• [Task details]: Word for word, give the material below again, minus any images.

(Point labeling examples)
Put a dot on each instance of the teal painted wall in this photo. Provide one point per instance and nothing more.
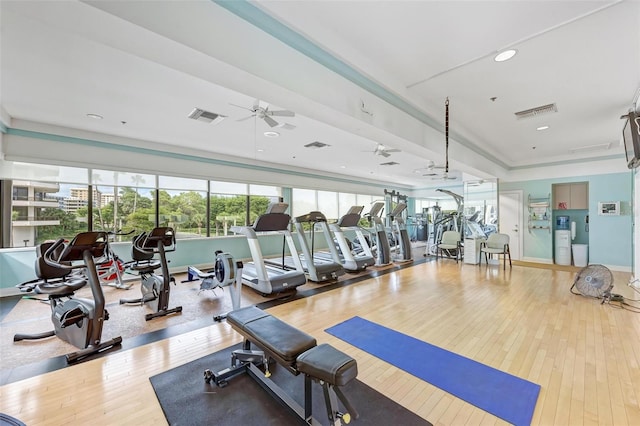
(610, 238)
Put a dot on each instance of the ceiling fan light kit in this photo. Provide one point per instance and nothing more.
(265, 114)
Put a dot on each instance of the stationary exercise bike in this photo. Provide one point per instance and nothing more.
(155, 289)
(75, 320)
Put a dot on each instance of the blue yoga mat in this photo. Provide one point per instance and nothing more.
(509, 397)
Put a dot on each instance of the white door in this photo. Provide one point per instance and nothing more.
(510, 221)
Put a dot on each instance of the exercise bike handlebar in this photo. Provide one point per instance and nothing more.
(93, 242)
(152, 241)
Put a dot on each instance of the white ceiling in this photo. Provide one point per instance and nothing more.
(144, 65)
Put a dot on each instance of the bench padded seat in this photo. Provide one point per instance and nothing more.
(276, 337)
(326, 363)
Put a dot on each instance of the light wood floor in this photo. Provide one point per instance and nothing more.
(585, 355)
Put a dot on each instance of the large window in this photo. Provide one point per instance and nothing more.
(182, 204)
(40, 195)
(121, 202)
(49, 202)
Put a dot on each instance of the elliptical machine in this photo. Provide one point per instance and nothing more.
(155, 289)
(75, 320)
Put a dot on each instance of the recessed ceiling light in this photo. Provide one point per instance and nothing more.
(505, 55)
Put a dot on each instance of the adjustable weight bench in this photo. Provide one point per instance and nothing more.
(296, 351)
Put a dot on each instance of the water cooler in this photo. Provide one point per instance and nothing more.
(565, 232)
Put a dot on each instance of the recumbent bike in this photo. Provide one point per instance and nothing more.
(77, 321)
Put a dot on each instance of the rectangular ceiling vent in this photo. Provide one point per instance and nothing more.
(589, 148)
(316, 145)
(537, 111)
(206, 116)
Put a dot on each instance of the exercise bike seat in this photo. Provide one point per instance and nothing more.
(60, 288)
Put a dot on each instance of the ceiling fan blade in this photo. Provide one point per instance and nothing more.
(281, 113)
(270, 121)
(286, 126)
(240, 106)
(246, 118)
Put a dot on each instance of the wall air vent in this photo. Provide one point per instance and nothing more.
(206, 116)
(537, 111)
(316, 145)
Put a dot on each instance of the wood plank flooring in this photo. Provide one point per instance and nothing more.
(584, 354)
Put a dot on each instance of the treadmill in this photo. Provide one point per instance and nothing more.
(403, 242)
(269, 279)
(319, 268)
(350, 259)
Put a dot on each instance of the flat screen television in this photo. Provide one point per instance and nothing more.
(631, 137)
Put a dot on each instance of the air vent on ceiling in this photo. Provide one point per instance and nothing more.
(588, 148)
(316, 145)
(537, 111)
(206, 116)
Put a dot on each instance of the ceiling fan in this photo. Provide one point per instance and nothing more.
(383, 151)
(264, 113)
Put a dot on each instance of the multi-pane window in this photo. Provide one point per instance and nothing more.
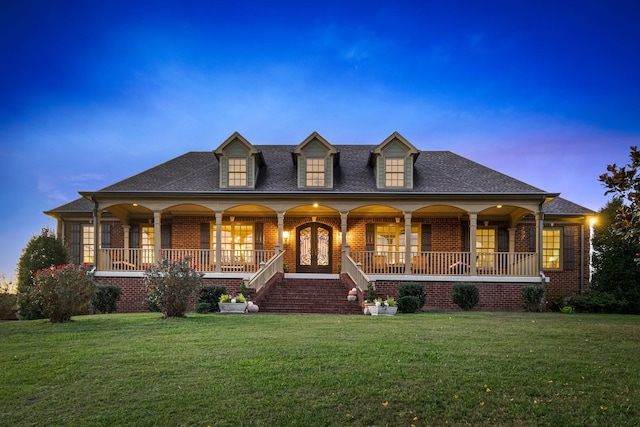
(551, 238)
(394, 172)
(315, 175)
(236, 242)
(87, 243)
(485, 247)
(147, 239)
(237, 172)
(391, 242)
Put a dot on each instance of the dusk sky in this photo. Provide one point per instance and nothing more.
(92, 92)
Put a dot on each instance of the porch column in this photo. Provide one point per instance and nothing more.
(125, 229)
(407, 243)
(218, 242)
(539, 226)
(343, 230)
(280, 245)
(473, 228)
(157, 234)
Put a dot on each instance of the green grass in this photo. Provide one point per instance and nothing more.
(313, 370)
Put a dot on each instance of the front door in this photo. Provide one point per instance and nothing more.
(313, 254)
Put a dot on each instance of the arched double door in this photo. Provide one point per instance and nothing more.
(313, 248)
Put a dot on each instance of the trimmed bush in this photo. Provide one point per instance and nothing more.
(409, 304)
(465, 295)
(412, 289)
(170, 284)
(106, 298)
(532, 297)
(211, 295)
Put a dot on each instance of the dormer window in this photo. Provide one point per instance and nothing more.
(315, 172)
(394, 172)
(315, 160)
(237, 172)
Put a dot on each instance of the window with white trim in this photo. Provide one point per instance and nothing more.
(394, 172)
(237, 172)
(315, 172)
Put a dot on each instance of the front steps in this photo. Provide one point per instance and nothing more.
(309, 295)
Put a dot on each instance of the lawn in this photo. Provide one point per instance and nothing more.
(322, 370)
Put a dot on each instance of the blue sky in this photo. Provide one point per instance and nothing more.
(93, 91)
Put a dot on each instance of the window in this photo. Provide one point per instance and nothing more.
(147, 244)
(315, 173)
(485, 247)
(551, 238)
(237, 172)
(390, 241)
(394, 172)
(237, 242)
(87, 243)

• [Correct response]:
Put a dot on each instance of the teal painted wall in this photo. Provide one point per instance and nothing more.
(610, 238)
Put a dot on each instance of the ceiling fan light kit in this photo. Provide one point per instance and nothing more.
(265, 114)
Put a dot on each instance of the stationary exercise bike in this photo. Provide one point per instance and nothing more.
(155, 289)
(75, 320)
Put a dot on each instance of the blue yoga mat in this photo. Provide one point per instance and nothing more.
(509, 397)
Put a dot on each instance of the white door in this photo. Provide one point per instance and nothing more.
(510, 221)
Put a dot on each instance of the exercise bike handlebar in this photo. Provide one point per instance and nothing more.
(93, 242)
(152, 241)
Put a dot on each instance of the white ceiling in this photo. Provide one point per instance and nothing more.
(144, 65)
Put a dot on each instance of the bench padded seat in this photo. Provide one point per instance and nothing more.
(276, 337)
(326, 363)
Put a dot on each instance of the light wood floor in this photo. Provide one point per instance and nothing more.
(585, 355)
Put a dot on each instance of the large window in this photo. Provide one point per instance and nothing more.
(182, 204)
(40, 195)
(121, 202)
(49, 202)
Put a dot on each instance of the elliptical machine in this photo. Provide one point per instance and nothing more.
(155, 289)
(75, 320)
Put a dot on each instance of the recessed ceiling light in this photo. Provide one point per instance and nothing more.
(505, 55)
Put a dot on each instance of the adjustable weight bench in this photo. Provide one point per instance and nothing more.
(296, 351)
Put a dot on each instance of the water cooler in this photo. Provide one point per instance and nothing more.
(565, 232)
Put a dot on each instance of the recumbent bike in this photo. Provide one point per instance and nothing more.
(77, 321)
Put a dot on each instance of the rectangular ceiling vent in this photo. Provide one point per instance and nothing more.
(589, 148)
(316, 145)
(537, 111)
(206, 116)
Put a dot on each instance of the exercise bike seat in this photo. Provide one point per instance and nothing more.
(60, 288)
Put a dot on each instance of the ceiling fan blade in this photo. Provide one point per instance and nothing more.
(281, 113)
(270, 121)
(286, 126)
(240, 106)
(246, 118)
Put a dot on each instance of the wall air vent in this photo. Provide one point per instance and nothing more.
(206, 116)
(537, 111)
(316, 145)
Put a dot on each instance of the wood plank flooring in this photo. Provide one point per instance and nothing more.
(584, 354)
Put a dot on each instance of the treadmill in this photo. Provide one point per instance and nothing more.
(403, 242)
(269, 279)
(319, 268)
(350, 259)
Put a dot on each instance of the flat screen television in this photo. Provide one point per instance and nothing more.
(631, 137)
Put a dot on each instance of the air vent on ceiling in this photo. Provide one point per instance and nothing more.
(588, 148)
(316, 145)
(537, 111)
(206, 116)
Put a dot on each instance of the ceiling fan in this photo. Provide one point per instance and nothing more.
(383, 151)
(264, 113)
Put a dot on each instance of the multi-pane window in this photo. Provide one point per instance and nothing more.
(551, 238)
(394, 172)
(315, 175)
(236, 242)
(87, 243)
(485, 247)
(147, 239)
(237, 172)
(391, 242)
Put a dot on each instance of the dusk sky in this photo. Provide one point per instance and nothing more.
(92, 92)
Put a dot on each instance of the porch column in this photo. Provide one point per instance and nothing more.
(125, 229)
(407, 243)
(218, 242)
(539, 226)
(343, 230)
(280, 245)
(473, 228)
(157, 234)
Put a dot on each instance of the green grass in this photo. Provide one point per instance and nothing more.
(313, 370)
Put a dot on each instance of the front door in this photo. Provide one point per instance and nothing more.
(313, 254)
Put a dot on each instance of the arched double door in this photo. Provide one point per instance and nothing more.
(313, 248)
Put a dot on each instance of the trimmed bush in this photo. Provide one point per instance and nothing more.
(409, 304)
(465, 295)
(412, 289)
(170, 284)
(106, 298)
(532, 297)
(211, 295)
Put a dot on each instance of the dormer window in this photo. Provide one point per instance and nothing more.
(315, 172)
(394, 172)
(315, 160)
(237, 172)
Put a dot on each instance of the window with white trim in this photo. Provide one point per instance and nothing more.
(394, 172)
(237, 172)
(315, 172)
Put a dot on each instance of the front steps in this photo. Provide one point per instance and nothing more.
(309, 295)
Put a dot on each instance of the lawn in this photo. Provide one point per instance and nothing more.
(322, 370)
Put a dot on each instance of the blue sky in this photo. Provide one point per instance and nothing more.
(93, 91)
Put a dot on each instance of the window in this photo. Provide one point per instance and nothing more.
(147, 244)
(315, 173)
(485, 247)
(551, 238)
(237, 172)
(390, 241)
(394, 172)
(237, 242)
(87, 243)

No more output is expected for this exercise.